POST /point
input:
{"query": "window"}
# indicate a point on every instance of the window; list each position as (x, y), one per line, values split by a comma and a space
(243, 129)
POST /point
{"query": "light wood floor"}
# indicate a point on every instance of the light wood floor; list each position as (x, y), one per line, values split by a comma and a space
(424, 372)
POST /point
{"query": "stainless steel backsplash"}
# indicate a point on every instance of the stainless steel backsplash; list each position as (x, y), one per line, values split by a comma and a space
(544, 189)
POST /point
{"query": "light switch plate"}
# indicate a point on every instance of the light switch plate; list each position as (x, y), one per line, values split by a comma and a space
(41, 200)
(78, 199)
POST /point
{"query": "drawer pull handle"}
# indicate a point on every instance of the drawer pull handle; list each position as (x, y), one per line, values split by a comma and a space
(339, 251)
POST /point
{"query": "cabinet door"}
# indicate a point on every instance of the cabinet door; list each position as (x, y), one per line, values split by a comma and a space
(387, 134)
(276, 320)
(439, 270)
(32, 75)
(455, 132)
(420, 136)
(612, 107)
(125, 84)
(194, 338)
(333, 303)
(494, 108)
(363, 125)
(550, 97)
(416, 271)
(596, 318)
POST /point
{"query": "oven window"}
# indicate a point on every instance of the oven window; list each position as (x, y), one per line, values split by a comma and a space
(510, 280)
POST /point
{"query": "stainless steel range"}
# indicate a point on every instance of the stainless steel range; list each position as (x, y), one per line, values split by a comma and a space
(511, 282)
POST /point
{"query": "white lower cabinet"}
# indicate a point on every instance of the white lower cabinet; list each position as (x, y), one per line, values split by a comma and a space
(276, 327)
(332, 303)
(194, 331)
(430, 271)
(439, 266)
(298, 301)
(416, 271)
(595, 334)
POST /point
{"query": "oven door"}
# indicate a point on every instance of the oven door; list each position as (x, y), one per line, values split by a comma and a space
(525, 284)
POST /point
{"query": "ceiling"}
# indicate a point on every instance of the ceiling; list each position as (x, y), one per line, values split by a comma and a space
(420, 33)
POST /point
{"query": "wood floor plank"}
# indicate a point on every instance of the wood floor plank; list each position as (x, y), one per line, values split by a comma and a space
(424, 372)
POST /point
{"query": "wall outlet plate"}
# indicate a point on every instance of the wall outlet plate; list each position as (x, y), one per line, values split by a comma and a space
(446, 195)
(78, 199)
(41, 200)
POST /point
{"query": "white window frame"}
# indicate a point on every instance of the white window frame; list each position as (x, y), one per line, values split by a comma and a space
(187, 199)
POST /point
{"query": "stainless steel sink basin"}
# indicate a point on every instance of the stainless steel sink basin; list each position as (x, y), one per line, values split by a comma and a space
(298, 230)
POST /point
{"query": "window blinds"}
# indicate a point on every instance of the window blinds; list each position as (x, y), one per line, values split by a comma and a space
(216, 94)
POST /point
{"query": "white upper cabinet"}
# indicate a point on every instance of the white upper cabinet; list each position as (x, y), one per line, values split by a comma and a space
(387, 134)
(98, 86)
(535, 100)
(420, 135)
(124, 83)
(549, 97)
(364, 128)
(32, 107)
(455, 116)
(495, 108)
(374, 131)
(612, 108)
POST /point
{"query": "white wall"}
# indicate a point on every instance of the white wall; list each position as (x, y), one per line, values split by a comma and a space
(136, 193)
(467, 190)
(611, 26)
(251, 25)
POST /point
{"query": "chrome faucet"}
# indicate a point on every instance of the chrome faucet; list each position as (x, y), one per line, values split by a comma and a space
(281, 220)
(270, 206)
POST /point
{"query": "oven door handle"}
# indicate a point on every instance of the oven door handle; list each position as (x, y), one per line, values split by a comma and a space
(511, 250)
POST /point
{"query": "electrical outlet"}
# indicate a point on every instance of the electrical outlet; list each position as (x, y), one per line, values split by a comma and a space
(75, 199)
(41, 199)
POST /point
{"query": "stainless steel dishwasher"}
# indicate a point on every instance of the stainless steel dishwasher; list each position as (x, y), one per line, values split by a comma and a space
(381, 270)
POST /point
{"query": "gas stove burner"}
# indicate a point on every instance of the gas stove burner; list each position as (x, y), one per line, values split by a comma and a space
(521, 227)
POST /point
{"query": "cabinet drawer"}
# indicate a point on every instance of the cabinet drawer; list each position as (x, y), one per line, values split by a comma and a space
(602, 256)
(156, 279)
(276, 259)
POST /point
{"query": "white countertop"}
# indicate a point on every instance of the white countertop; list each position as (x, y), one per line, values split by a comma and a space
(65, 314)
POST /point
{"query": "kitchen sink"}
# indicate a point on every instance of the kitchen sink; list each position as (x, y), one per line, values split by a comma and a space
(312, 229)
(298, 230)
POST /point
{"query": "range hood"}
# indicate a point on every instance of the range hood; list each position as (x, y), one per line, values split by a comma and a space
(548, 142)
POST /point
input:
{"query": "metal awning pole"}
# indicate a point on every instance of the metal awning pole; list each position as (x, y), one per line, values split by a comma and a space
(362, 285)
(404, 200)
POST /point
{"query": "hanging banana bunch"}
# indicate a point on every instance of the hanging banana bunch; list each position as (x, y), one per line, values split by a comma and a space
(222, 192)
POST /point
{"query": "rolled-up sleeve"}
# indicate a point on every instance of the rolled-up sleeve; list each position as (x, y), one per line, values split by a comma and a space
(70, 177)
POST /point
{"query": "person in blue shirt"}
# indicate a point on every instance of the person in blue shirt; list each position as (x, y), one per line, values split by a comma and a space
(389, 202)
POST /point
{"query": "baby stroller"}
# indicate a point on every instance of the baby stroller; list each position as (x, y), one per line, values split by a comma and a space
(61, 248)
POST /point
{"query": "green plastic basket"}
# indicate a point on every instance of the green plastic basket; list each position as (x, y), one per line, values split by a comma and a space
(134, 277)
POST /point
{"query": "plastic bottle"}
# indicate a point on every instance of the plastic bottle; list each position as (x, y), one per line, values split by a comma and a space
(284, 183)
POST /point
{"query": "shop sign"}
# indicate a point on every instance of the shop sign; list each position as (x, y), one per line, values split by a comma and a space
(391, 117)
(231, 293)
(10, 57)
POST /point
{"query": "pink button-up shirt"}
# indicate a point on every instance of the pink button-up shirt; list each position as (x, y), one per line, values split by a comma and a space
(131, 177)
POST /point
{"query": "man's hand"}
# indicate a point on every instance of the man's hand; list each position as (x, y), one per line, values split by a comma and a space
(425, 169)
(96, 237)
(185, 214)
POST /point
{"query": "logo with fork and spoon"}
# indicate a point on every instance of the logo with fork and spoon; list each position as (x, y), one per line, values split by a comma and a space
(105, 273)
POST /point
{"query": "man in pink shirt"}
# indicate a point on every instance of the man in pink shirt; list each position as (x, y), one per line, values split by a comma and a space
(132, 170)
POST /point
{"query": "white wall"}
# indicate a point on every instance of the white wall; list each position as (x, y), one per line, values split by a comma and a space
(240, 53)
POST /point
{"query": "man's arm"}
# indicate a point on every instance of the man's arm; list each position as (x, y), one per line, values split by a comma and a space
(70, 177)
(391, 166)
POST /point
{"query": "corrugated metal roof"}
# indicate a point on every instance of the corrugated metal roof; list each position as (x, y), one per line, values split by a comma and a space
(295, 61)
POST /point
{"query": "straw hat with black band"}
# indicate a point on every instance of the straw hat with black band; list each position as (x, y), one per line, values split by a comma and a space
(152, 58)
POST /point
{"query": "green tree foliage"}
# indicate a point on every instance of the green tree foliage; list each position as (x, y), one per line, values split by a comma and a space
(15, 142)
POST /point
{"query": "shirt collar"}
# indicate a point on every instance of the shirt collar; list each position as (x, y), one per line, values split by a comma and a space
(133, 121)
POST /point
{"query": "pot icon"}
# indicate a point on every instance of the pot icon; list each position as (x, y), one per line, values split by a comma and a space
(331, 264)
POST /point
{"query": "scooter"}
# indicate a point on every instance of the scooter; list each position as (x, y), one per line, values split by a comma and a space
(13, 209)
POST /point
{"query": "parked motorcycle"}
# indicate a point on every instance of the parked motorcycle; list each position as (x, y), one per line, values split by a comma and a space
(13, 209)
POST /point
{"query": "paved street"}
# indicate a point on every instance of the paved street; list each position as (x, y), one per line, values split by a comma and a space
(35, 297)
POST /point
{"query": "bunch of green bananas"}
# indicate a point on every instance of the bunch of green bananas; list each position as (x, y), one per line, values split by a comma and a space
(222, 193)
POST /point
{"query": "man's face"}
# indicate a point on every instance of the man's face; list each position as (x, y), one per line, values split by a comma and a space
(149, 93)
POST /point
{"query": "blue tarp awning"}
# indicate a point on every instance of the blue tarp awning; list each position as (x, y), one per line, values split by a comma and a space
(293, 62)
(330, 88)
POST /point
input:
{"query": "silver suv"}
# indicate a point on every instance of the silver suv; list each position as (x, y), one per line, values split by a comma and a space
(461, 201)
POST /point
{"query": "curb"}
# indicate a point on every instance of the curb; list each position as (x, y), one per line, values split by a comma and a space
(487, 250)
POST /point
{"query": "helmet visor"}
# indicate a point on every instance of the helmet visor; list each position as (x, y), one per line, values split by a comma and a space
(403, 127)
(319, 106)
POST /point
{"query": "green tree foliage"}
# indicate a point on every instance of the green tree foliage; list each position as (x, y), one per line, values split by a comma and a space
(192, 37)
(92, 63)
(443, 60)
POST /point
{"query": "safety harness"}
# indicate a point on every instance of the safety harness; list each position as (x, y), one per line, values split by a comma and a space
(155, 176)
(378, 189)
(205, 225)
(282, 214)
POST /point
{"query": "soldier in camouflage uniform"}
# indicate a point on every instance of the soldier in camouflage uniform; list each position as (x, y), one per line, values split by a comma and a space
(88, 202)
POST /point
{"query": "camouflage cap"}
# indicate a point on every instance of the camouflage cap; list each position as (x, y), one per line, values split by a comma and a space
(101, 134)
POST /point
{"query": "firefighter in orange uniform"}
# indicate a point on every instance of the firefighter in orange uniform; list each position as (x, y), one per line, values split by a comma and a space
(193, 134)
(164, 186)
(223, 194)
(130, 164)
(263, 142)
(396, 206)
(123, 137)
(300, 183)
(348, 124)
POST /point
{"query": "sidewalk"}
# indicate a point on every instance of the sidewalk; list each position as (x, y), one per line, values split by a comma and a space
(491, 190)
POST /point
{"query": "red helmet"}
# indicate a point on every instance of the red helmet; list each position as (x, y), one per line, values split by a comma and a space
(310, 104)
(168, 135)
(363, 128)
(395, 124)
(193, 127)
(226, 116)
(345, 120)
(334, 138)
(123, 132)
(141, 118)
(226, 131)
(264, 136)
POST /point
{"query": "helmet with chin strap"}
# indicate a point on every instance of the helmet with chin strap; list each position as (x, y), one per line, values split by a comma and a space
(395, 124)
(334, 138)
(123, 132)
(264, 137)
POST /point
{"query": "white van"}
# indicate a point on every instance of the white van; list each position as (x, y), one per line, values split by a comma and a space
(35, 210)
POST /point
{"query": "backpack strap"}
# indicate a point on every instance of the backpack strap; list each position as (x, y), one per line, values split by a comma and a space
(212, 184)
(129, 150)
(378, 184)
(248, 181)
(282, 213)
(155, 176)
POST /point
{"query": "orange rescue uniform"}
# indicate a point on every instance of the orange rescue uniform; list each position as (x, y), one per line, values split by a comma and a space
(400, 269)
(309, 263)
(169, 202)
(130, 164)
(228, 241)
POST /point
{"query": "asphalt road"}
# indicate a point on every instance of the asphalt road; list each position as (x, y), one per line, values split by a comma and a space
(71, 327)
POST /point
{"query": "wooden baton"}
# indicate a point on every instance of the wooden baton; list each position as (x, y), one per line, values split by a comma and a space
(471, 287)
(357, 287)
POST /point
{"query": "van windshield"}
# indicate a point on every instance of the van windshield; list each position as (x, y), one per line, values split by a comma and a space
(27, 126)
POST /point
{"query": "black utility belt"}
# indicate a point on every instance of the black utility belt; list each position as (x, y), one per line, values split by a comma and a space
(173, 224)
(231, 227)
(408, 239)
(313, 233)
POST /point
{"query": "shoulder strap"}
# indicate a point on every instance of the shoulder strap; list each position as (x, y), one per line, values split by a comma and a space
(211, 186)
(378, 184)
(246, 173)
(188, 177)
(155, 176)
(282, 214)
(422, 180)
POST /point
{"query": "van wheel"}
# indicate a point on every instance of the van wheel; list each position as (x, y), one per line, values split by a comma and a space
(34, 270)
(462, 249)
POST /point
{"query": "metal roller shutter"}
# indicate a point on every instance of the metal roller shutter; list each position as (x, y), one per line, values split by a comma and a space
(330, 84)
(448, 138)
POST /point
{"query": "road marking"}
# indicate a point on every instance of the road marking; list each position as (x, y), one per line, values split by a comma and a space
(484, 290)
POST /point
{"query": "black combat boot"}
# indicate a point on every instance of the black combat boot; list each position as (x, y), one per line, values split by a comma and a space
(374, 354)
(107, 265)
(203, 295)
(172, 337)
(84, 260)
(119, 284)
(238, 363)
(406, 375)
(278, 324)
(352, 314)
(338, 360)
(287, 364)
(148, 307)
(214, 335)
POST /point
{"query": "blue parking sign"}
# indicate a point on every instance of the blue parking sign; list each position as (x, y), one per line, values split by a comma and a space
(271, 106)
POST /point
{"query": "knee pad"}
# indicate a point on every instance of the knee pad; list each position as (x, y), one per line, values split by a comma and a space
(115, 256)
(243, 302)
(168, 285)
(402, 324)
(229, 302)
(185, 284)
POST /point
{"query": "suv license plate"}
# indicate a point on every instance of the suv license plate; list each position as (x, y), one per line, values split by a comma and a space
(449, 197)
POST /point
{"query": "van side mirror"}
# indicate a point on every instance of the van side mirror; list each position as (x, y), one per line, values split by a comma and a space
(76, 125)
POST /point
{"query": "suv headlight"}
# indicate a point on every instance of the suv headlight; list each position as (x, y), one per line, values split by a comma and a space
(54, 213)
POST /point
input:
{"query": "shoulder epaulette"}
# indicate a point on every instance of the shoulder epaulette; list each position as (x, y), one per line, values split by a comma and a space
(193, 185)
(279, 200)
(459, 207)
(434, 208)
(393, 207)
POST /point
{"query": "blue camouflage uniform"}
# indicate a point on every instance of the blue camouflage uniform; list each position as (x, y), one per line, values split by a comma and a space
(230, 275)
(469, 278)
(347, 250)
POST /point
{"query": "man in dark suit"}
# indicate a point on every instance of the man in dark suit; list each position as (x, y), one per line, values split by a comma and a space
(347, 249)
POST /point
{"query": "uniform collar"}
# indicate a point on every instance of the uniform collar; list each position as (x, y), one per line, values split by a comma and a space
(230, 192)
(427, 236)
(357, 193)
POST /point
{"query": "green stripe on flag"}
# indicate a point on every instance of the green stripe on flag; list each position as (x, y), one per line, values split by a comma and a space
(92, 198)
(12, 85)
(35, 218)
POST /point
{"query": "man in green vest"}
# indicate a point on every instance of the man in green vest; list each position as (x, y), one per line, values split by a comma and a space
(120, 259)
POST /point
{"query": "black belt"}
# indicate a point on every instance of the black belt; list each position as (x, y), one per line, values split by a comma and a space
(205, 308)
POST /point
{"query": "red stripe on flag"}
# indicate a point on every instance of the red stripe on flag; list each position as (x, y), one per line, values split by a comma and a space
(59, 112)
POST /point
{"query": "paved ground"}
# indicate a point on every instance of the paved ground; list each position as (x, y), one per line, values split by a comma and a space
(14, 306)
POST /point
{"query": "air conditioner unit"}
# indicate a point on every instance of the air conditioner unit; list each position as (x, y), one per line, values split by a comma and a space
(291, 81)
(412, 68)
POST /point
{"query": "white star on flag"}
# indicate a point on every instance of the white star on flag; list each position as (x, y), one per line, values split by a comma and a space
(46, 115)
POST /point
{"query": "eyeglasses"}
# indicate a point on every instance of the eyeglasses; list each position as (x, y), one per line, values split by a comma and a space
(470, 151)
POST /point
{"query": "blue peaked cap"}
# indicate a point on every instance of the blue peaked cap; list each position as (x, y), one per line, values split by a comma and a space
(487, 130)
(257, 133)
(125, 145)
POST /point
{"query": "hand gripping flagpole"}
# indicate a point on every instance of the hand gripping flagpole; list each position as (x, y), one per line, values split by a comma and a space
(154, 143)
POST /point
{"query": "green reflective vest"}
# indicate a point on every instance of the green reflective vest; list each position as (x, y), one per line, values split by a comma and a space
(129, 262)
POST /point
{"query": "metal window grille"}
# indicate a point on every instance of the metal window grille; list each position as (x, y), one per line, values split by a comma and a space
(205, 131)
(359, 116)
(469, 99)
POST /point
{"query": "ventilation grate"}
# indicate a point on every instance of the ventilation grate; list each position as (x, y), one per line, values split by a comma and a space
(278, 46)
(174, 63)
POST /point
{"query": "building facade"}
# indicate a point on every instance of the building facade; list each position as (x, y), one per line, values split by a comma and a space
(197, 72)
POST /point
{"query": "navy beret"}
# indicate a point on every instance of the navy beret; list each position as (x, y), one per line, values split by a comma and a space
┄┄┄┄┄┄
Exercise -> Report every line of the data above that contains the word "outlet", copying each line in full. Case counts.

Result ->
{"query": "wall outlet plate"}
# indicate a point on every instance of the wall outlet plate; list each position as (x, y), one per line, values split by a comma and a space
{"query": "electrical outlet"}
# indicate a point on every instance of the electrical outlet; list each position as (x, y), one per line, values split by a comma and a space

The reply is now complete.